**Selected passage:**
──────

Now, having laid out my plan in the comments, how do we build the real thing?

step 2

In moving on to step 2, I’m afraid I did a bit of “draw the rest of the owl”, and actually managed to do it. I think this version (pulled from git) has bugs that I later fixed, but it’s what I committed:

>  094+91+ 004p                                                              v
v  ";-) :] :D 8/)"                                                           <

# /* 0. If top character is zero, print numeric value of ACC, exit. */
-  >       : ";" - #v !# _ : ":" - #v !# _  v  This line sees eyes.
> :|                                        $
 , >04g.@v    $     <               <  v                                <
^<            $                        <    <
         > : "-" - #v !# _ : "~" - #v !# _  v  This line smells noses.
                    >$      v      $<
         v                  <               <
         > : ")" - #v !# _ : "D" - #v !# _  v  This line tastes mouths.
                    >$      v      $<a      >                           ^
^             p40+1g40      <

First off, you can see that the § is gone, replaced with -, because I got tired of the debugger. Other than that, the whole program is basically there.

──────

**Supplied entries:**

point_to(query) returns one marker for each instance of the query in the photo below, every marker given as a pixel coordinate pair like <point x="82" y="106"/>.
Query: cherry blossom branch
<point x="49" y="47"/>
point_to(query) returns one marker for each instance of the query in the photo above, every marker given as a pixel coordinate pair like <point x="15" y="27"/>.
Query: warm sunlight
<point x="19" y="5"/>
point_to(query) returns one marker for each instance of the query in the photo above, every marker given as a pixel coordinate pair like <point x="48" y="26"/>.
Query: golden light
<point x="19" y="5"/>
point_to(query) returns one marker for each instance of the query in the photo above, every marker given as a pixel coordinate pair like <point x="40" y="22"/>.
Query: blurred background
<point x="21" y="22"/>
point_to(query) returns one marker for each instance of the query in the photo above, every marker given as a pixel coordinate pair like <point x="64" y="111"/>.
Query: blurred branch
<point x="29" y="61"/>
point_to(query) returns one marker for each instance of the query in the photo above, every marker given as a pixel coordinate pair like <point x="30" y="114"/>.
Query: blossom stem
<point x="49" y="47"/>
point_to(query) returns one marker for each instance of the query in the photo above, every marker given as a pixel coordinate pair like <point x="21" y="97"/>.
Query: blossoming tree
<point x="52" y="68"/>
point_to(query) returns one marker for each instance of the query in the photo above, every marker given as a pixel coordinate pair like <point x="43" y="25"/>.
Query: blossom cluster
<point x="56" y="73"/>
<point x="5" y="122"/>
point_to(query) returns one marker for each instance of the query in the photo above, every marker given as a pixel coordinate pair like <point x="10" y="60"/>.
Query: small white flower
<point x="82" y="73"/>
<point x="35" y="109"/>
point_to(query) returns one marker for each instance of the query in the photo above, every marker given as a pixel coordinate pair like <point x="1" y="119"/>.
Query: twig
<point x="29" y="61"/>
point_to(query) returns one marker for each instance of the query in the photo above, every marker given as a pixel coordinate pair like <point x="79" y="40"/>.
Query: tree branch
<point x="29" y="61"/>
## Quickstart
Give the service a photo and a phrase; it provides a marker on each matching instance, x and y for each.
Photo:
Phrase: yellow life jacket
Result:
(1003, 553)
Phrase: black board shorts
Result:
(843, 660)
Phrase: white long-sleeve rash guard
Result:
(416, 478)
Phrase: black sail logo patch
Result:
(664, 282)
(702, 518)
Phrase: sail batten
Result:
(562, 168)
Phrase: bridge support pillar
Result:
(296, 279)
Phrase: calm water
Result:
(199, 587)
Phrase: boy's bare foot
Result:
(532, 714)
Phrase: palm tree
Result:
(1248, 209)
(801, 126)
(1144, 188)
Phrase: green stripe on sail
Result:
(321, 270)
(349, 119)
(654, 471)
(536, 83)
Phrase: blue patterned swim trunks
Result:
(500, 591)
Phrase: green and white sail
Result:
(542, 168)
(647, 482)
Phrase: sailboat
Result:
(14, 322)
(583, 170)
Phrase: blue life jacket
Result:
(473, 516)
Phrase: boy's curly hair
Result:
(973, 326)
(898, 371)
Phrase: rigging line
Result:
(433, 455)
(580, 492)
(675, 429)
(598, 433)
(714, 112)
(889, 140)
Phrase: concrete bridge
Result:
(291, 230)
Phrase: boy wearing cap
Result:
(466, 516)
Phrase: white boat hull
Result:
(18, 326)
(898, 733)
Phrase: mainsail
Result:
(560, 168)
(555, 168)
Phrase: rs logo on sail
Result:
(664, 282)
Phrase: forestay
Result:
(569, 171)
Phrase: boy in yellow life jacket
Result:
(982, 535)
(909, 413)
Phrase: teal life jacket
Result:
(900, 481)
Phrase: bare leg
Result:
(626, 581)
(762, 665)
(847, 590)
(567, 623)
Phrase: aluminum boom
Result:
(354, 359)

──────

**Goals:**
- a) Write out the section of the step 2 passage above between "First off, you" and "is basically there.", inclusive.
- b) Answer these questions using the step 2 passage above:
(i) Where was the committed version of the program pulled from?
(ii) Which character replaced the § in the program?
(iii) What does the annotation say the line that checks for "-" and "~" does?

**Expected responses:**
- a)
First off, you can see that the § is gone, replaced with -, because I got tired of the debugger. Other than that, the whole program is basically there.

- b)
(i) Git.
(ii) The - character.
(iii) It smells noses.